## Challenges
- a) According to the introduction about house price research, where did Charles Nathanson earn his Ph.D. in economics?
- b) In the introduction about house price research, copy word for word the stretch from "My guest today" through "of a bubble.".
- c) Pick up the introduction about house price research right after its last sentence and keep writing it.

## Page

To be sure, there are some fundamental factors that drive price increases, but without being specific about what caused last year’s price rises, how can the buyer be so sure that that prices will go up next year also? Or the year after, or the year after that? or, indeed, that prices won’t go down?
My guest today is professor Charles Nathanson who received his Ph.D. in economics from Harvard and who is currently assistant professor of finance at the Kellogg school of management at Northwestern University. A link to his full bio is here and the papers we discussed today are An Extrapolative Model of House Price Dynamics and Speculative Dynamics of Prices and Volume. Professor Nathanson’s research in these studies provides some fascinating – and actionable – insights into what to look for to better assess if there is still upward momentum in pricing or if you are buying at the top of a bubble.

## Listing
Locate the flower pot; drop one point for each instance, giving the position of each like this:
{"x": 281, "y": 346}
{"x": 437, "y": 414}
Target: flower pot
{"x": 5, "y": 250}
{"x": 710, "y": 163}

## Task results
- a) Harvard.

- b)
My guest today is professor Charles Nathanson who received his Ph.D. in economics from Harvard and who is currently assistant professor of finance at the Kellogg school of management at Northwestern University. A link to his full bio is here and the papers we discussed today are An Extrapolative Model of House Price Dynamics and Speculative Dynamics of Prices and Volume. Professor Nathanson’s research in these studies provides some fascinating – and actionable – insights into what to look for to better assess if there is still upward momentum in pricing or if you are buying at the top of a bubble.

- c)
Here are my takeaways from Professor Nathanson’s research. In order to understand what is going on with recent house price increases, we need to know what prior buyers believed when they bought their houses. If they bought under the assumption that prices were going to rise, then their decision may have been irrational and so, possibly, pushed up prices disproportionately to market fundamentals. One way to measure this is to assess what proportion of those increases were driven by house flippers. Brokers should be able to give a sense of this in their own geographical areas. If they are reporting a preponderance of such activity, this might be indicative of being in the later stages in the cycle.
Also compelling is the idea that transactional volume alone is a precursor to where pricing is likely to go. Finding data for transactional volume should not be too difficult, and if one sees a tailing off of volume, it may be the first sign that pricing is also about to stop rising and may be on the way down. Professor Nathanson was reluctant to come to this conclusion without further research, but, again, as a metric to watch for it seems to me that it has some utility.